Work request A. Can you turn the paragraph in the epilator guide that begins "Therefore, although it has widely become associated" into a short list that keeps its main facts?
Work request B. Write a continuation of the epilator guide, starting right after its final sentence about the three types of epilator.

Text block.
Your Complete Guide to Epilation with Epilators

The use of epilators for hair removal has increased in popularity as the technology has advanced and new design features have made them more efficient and easier to use.

​This article aims to provide a comprehensive guide to epilators, including how they work, hints and tips to get the best results and how to choose the right epilator for you.

​Epilation - Definition

The literal definition of epilation is the removal of hair by the roots, and is derived from the French word épiler and the Latin word pilus. 

Therefore, although it has widely become associated with epilators, the term epilation actually relates to any form of hair removal involving action to the roots e.g. tweezing, waxing, sugaring and electrolysis etc.

This differs from depilation, which refers to hair removal from above the skin i.e. shaving and depilatory creams.

What is an Epilator?​

An epilator is basically an electrical device for simultaneously plucking multiple hairs, in much the same way as a pair of tweezers can be used to remove individual hairs.

How do Epilators Work?​

There are 3 types of epilator, all working on the same basic principal but utilising a spring coil, rotating discs or metal plates in the device head.

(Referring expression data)

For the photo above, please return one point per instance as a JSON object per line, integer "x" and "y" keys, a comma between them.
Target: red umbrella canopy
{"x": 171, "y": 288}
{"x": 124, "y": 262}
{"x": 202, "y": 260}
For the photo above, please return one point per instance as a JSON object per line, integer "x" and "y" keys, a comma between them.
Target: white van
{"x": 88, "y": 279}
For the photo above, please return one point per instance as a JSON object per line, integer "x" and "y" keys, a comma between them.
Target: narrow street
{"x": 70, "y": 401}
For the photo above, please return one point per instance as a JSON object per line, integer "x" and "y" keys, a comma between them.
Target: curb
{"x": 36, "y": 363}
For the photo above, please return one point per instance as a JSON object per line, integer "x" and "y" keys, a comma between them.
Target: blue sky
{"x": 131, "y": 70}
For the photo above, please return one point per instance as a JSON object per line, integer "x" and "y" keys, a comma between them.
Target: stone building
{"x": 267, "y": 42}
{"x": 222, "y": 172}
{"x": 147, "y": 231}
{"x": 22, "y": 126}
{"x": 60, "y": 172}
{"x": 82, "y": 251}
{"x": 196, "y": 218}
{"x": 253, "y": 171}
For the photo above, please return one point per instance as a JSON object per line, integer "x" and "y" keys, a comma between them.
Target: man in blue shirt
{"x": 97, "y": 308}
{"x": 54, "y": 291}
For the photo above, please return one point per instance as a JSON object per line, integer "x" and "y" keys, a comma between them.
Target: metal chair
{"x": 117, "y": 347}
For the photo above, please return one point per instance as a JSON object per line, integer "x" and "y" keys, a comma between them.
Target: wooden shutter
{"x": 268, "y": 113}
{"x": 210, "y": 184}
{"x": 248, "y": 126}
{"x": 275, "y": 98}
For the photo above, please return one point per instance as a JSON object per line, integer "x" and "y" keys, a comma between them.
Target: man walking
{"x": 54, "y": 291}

Response A.
- The term epilation has become widely associated with epilators.
- It actually refers to any hair removal that acts on the roots.
- Examples include tweezing, waxing, sugaring and electrolysis.

Response B.
Spring​

​The original epilator, Epilady, brought out in the mid-80's, uses a coil spring in the head, held in a curved position.  This obviously causes the edges on one side of the coil to be opened out, whilst on the opposite side they are closed tightly together.

The electrical motor is used to continuously rotate the spring as the device is moved across the skin. The hair is trapped in the closed side of the coil, pulled out and released as the coil re-opens.​

​One disadvantage of this type of epilator is that eventually the tension in the coil lessens and its effectiveness decreases.  It therefore becomes necessary to purchase a replacement spring.

In addition, it is more likely to experience pinching when using the electric spring type epilator than the newer, tweezer type devices.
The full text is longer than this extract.